Repeat word for word everything from the line containing "Annotate the curb" to the end of the listing, first and last lines included, and only that.
==*==
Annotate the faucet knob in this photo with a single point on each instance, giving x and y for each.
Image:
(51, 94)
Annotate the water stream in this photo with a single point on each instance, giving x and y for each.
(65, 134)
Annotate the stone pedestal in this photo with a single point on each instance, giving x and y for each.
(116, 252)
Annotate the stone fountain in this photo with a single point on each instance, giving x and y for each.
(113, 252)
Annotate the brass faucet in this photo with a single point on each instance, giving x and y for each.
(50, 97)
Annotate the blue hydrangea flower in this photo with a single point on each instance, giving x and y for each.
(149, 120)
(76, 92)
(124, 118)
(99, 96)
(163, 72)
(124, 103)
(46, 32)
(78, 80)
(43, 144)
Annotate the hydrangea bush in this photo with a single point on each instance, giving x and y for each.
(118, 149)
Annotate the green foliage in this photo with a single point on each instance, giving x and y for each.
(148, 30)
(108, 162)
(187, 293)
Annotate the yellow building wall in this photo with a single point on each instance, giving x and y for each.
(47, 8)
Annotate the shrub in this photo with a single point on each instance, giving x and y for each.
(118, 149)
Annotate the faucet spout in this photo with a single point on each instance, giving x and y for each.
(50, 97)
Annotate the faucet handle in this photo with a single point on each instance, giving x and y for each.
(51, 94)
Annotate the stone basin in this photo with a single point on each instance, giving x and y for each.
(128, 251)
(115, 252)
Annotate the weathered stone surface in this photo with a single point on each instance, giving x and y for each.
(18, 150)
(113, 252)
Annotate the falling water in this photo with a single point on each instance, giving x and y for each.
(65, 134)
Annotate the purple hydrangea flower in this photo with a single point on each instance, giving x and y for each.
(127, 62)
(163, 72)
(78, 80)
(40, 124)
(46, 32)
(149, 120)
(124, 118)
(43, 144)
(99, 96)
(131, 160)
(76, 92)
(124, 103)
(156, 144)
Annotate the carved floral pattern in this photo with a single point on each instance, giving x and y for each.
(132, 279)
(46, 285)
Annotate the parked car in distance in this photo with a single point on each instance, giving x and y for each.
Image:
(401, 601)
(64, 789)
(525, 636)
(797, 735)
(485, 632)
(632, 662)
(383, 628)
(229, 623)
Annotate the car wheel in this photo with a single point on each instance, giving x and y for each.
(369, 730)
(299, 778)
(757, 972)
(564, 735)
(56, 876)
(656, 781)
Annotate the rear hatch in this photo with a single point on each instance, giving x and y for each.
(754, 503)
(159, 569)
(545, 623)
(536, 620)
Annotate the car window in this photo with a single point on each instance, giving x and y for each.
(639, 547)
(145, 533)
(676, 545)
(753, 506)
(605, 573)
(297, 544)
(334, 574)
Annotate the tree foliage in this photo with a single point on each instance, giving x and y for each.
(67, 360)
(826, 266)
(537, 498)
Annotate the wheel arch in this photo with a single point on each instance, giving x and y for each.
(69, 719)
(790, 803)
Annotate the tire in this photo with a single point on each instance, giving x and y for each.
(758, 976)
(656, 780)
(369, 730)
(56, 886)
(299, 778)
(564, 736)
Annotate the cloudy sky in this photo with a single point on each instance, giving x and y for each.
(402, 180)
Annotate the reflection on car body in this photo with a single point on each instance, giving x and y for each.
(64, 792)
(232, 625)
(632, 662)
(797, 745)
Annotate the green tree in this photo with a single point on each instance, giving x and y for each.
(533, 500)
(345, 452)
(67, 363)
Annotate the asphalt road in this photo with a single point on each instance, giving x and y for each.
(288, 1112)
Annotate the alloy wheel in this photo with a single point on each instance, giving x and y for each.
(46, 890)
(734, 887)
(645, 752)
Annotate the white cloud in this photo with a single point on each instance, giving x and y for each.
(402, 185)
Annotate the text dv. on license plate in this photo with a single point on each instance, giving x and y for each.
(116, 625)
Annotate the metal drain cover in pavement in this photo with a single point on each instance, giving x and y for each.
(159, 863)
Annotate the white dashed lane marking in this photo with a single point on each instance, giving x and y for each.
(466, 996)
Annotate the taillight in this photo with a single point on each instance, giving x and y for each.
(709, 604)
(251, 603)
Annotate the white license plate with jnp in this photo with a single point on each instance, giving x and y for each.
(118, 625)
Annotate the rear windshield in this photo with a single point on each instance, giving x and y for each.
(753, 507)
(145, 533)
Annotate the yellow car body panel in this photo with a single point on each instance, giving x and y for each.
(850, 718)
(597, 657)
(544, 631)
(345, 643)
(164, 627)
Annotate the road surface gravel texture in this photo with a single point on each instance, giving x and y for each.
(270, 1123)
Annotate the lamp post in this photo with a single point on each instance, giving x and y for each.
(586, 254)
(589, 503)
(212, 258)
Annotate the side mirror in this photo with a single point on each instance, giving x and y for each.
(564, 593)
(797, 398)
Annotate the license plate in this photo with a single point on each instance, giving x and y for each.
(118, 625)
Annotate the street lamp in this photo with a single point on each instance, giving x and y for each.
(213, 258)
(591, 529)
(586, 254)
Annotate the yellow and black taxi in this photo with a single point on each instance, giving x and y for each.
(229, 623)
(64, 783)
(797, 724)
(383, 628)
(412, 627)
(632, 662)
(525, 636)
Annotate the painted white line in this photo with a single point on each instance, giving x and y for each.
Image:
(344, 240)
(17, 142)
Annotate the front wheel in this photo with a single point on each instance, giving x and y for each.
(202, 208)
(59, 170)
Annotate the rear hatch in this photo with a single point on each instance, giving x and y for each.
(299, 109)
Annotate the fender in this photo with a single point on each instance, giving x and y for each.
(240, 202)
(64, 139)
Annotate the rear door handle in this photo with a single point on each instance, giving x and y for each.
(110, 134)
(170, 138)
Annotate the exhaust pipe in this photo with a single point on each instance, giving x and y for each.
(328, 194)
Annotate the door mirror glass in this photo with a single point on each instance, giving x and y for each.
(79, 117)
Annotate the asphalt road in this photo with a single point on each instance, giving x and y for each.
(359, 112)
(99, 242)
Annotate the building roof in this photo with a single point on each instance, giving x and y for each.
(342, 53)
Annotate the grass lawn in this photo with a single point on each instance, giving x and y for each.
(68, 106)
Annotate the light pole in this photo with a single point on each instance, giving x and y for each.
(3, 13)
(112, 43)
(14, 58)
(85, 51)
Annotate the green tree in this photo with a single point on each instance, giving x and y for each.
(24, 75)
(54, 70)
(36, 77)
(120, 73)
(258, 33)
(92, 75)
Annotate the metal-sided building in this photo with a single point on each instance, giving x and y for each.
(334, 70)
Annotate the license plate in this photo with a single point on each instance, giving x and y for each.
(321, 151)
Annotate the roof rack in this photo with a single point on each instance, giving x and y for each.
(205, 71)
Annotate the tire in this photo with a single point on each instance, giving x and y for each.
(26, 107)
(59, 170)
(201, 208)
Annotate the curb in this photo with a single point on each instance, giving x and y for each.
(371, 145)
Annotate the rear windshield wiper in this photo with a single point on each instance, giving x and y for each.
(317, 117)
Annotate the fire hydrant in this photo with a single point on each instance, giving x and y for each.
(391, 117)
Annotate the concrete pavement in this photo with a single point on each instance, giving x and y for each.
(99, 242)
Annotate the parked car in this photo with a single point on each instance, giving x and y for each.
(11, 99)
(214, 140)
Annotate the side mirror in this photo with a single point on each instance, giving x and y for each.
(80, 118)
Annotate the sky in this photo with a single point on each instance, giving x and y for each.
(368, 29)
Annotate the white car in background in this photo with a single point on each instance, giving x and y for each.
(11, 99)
==*==
[Exercise solution]
Annotate the curb in this photo with a single point on each instance, giving x and y for each.
(371, 145)
Annotate the rear windshield wiper in this photo with a single point on each instance, giving x and y for each.
(317, 117)
Annotate the fire hydrant in this photo with a single point on each instance, giving x and y for each.
(391, 117)
Annotate the concrete pavement in this photo with a single point on each instance, giving x and y for each.
(99, 242)
Annotate the parked car in this photo with a single point on each instance, giving x and y for each.
(11, 99)
(214, 140)
Annotate the side mirror in this photo with a single point on each instance, giving x and y for each.
(80, 118)
Annotate the sky in this photo with a single point on each instance, giving x and y for each.
(368, 29)
Annotate the white car in background in this photo with a single point on each instance, giving x and y for each.
(11, 99)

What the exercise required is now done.